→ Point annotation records
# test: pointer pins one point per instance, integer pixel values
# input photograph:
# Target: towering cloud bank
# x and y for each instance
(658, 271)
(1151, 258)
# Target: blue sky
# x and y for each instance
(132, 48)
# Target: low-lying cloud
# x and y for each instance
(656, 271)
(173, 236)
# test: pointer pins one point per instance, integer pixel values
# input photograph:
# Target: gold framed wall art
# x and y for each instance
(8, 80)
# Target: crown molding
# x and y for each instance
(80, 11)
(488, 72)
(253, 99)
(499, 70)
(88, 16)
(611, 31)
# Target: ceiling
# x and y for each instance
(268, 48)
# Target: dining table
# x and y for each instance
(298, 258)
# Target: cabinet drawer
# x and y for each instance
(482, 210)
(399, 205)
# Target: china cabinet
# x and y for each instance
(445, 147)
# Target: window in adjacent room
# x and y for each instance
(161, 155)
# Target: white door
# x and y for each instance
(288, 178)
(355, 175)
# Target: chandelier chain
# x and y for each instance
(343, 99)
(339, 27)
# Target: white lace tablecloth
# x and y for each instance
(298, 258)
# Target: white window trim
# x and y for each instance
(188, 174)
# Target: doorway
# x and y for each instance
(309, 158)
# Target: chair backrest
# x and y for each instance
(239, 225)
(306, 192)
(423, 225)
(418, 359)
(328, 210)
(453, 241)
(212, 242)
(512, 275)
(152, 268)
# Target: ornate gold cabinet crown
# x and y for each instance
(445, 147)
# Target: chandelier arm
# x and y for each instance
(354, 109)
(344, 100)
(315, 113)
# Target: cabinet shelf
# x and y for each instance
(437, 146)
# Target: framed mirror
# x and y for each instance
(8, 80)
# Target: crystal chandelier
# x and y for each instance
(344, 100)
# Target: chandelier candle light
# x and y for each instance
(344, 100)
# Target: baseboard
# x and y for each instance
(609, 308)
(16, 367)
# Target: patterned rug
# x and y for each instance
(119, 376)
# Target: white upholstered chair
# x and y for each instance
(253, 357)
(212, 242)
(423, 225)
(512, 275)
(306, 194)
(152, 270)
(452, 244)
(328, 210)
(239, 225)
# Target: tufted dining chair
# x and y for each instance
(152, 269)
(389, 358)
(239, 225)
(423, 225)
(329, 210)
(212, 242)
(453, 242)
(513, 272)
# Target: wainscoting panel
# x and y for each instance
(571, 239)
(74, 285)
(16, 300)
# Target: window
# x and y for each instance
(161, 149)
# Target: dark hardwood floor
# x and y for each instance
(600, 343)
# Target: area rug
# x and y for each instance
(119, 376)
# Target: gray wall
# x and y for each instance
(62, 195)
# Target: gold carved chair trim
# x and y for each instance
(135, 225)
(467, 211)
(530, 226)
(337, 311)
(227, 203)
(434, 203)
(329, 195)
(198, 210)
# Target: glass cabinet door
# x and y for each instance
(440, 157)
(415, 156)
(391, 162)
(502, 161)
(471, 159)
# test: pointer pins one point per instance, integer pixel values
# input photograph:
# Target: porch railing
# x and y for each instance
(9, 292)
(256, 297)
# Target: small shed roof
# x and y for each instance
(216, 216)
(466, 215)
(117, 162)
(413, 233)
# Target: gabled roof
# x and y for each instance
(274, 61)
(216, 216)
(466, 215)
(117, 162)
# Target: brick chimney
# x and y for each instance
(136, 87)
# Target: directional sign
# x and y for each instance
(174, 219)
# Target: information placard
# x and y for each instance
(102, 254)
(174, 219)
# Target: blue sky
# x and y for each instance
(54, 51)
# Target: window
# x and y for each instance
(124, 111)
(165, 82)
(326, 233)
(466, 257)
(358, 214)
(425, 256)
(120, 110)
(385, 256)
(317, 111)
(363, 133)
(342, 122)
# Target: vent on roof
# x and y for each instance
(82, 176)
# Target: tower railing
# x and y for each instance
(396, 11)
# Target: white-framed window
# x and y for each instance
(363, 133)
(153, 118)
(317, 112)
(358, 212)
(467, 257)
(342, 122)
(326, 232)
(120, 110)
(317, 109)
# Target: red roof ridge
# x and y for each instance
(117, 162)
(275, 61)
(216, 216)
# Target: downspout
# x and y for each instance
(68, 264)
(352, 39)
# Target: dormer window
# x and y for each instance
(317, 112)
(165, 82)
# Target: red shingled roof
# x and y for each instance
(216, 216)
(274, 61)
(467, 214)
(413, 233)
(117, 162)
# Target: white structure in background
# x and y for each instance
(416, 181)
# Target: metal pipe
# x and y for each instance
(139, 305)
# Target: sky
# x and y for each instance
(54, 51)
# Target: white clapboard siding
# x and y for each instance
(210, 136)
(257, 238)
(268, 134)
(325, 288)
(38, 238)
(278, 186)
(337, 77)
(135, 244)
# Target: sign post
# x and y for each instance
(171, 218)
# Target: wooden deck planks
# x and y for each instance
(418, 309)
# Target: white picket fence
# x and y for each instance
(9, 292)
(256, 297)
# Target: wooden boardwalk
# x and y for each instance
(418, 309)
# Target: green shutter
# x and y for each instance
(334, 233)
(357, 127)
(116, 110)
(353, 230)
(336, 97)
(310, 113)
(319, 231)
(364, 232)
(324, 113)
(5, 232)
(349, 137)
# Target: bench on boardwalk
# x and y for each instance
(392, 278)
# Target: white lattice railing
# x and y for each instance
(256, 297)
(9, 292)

→ Work to do
Give the records above as a JSON list of strings, one string per line, with blank lines left out.

→ Solution
[
  "# test: pointer pins one point per instance, integer pixel values",
  "# input photograph:",
  "# Target: towering cloud bank",
  "# x and y for each instance",
  "(658, 271)",
  "(1151, 258)",
  "# Target: blue sky",
  "# x and y for each instance",
  "(132, 48)",
  "# Target: low-lying cloud",
  "# x and y for each instance",
  "(656, 271)",
  "(173, 236)",
  "# test: pointer pins one point per instance, integer pixel values",
  "# input photograph:",
  "# Target: gold framed wall art",
  "# x and y for each instance",
  "(8, 80)",
  "# Target: crown molding",
  "# x and y for each instance",
  "(80, 11)",
  "(488, 72)",
  "(253, 99)",
  "(499, 70)",
  "(88, 16)",
  "(611, 31)",
  "# Target: ceiling",
  "# x and y for each instance",
  "(268, 48)",
  "# Target: dining table",
  "# x and y for each instance",
  "(298, 258)",
  "# Target: cabinet drawer",
  "# x and y for each instance",
  "(482, 210)",
  "(399, 205)",
  "# Target: china cabinet",
  "# x and y for each instance",
  "(445, 147)",
  "# Target: window in adjacent room",
  "# x and y for each instance",
  "(161, 155)",
  "# Target: white door",
  "# x and y for each instance",
  "(288, 178)",
  "(355, 175)",
  "# Target: chandelier chain",
  "# x and y for each instance",
  "(343, 99)",
  "(339, 27)",
  "# Target: white lace tablecloth",
  "# x and y for each instance",
  "(298, 258)",
  "# Target: white window trim",
  "# x and y for each instance",
  "(188, 174)",
  "# Target: doorway",
  "# x and y for each instance",
  "(309, 158)",
  "# Target: chair backrest",
  "# x and y for each instance",
  "(239, 225)",
  "(306, 192)",
  "(423, 225)",
  "(418, 359)",
  "(328, 210)",
  "(453, 241)",
  "(212, 242)",
  "(512, 275)",
  "(152, 268)",
  "# Target: ornate gold cabinet crown",
  "# x and y for each instance",
  "(445, 147)",
  "# Target: chandelier arm",
  "# x and y for each instance",
  "(354, 109)",
  "(344, 100)",
  "(315, 113)",
  "# Target: cabinet shelf",
  "# x and y for each instance",
  "(437, 146)",
  "# Target: framed mirror",
  "# x and y for each instance",
  "(8, 80)",
  "# Target: crystal chandelier",
  "# x and y for each instance",
  "(344, 100)",
  "# Target: chandelier candle light",
  "# x and y for each instance",
  "(344, 100)",
  "# Target: baseboard",
  "# x and y for each instance",
  "(609, 308)",
  "(16, 367)",
  "# Target: patterned rug",
  "# x and y for each instance",
  "(119, 376)",
  "# Target: white upholstered chair",
  "# x and y for each instance",
  "(253, 357)",
  "(212, 242)",
  "(423, 225)",
  "(512, 275)",
  "(306, 194)",
  "(152, 270)",
  "(452, 244)",
  "(328, 210)",
  "(239, 225)",
  "# Target: tufted dining chair",
  "# x and y for each instance",
  "(152, 269)",
  "(389, 358)",
  "(239, 225)",
  "(423, 225)",
  "(329, 210)",
  "(212, 242)",
  "(453, 242)",
  "(513, 272)",
  "# Target: wainscoting panel",
  "# x and y for each instance",
  "(571, 239)",
  "(74, 285)",
  "(16, 300)",
  "# Target: window",
  "# x and y for each instance",
  "(161, 149)",
  "# Target: dark hardwood floor",
  "# x and y for each instance",
  "(600, 343)",
  "# Target: area rug",
  "# x and y for each instance",
  "(119, 376)",
  "# Target: gray wall",
  "# x and y for each instance",
  "(62, 195)",
  "# Target: gold carved chair trim",
  "# x and y for each instance",
  "(135, 225)",
  "(467, 211)",
  "(530, 226)",
  "(337, 311)",
  "(227, 203)",
  "(434, 203)",
  "(329, 195)",
  "(198, 210)",
  "# Target: glass cabinet door",
  "# x and y for each instance",
  "(440, 157)",
  "(415, 156)",
  "(391, 162)",
  "(502, 161)",
  "(471, 159)",
  "# test: pointer pins one point per instance, integer pixel values",
  "# input photograph:",
  "# Target: porch railing",
  "# x and y for each instance",
  "(9, 292)",
  "(256, 297)",
  "# Target: small shed roof",
  "# x and y for each instance",
  "(216, 216)",
  "(466, 215)",
  "(117, 162)",
  "(413, 233)",
  "# Target: gabled roof",
  "# x and y for each instance",
  "(274, 61)",
  "(216, 216)",
  "(466, 215)",
  "(117, 162)",
  "# Target: brick chimney",
  "# x and y for each instance",
  "(136, 87)",
  "# Target: directional sign",
  "# x and y for each instance",
  "(174, 219)",
  "# Target: information placard",
  "# x and y for each instance",
  "(102, 254)",
  "(174, 219)",
  "# Target: blue sky",
  "# x and y for each instance",
  "(54, 51)",
  "# Target: window",
  "# x and y for each instance",
  "(124, 111)",
  "(165, 82)",
  "(326, 233)",
  "(466, 257)",
  "(358, 214)",
  "(425, 256)",
  "(120, 110)",
  "(385, 256)",
  "(317, 111)",
  "(363, 133)",
  "(342, 122)",
  "# Target: vent on roof",
  "# x and y for each instance",
  "(82, 176)",
  "# Target: tower railing",
  "# x and y for each instance",
  "(396, 11)",
  "# Target: white-framed window",
  "# x and y for each instance",
  "(363, 133)",
  "(153, 118)",
  "(317, 112)",
  "(358, 212)",
  "(467, 257)",
  "(342, 122)",
  "(326, 232)",
  "(120, 110)",
  "(317, 109)",
  "# Target: red roof ridge",
  "# x and y for each instance",
  "(117, 162)",
  "(275, 61)",
  "(216, 216)",
  "# Target: downspout",
  "# x and y for each instance",
  "(68, 264)",
  "(352, 39)",
  "# Target: dormer window",
  "# x and y for each instance",
  "(317, 112)",
  "(165, 82)",
  "# Target: red shingled roof",
  "# x and y for each instance",
  "(216, 216)",
  "(274, 61)",
  "(467, 214)",
  "(413, 233)",
  "(117, 162)",
  "# Target: white structure in background",
  "# x and y for each instance",
  "(416, 181)",
  "# Target: metal pipe",
  "# x and y for each instance",
  "(139, 305)",
  "# Target: sky",
  "# x and y for each instance",
  "(54, 51)",
  "# Target: white clapboard siding",
  "# x and y for each instance",
  "(210, 136)",
  "(257, 238)",
  "(268, 134)",
  "(325, 288)",
  "(38, 238)",
  "(278, 186)",
  "(337, 77)",
  "(135, 244)",
  "# Target: sign post",
  "# x and y for each instance",
  "(171, 218)",
  "# Target: wooden deck planks",
  "# x and y for each instance",
  "(418, 309)",
  "# Target: white picket fence",
  "# x and y for each instance",
  "(9, 292)",
  "(256, 297)",
  "# Target: wooden boardwalk",
  "# x and y for each instance",
  "(418, 309)",
  "# Target: green shutter",
  "# x and y for each instance",
  "(334, 233)",
  "(357, 127)",
  "(116, 110)",
  "(353, 230)",
  "(336, 97)",
  "(310, 113)",
  "(319, 231)",
  "(364, 232)",
  "(324, 113)",
  "(5, 232)",
  "(349, 137)",
  "# Target: bench on boardwalk",
  "# x and y for each instance",
  "(392, 278)",
  "# Target: white lattice railing",
  "# x and y for each instance",
  "(256, 297)",
  "(9, 292)"
]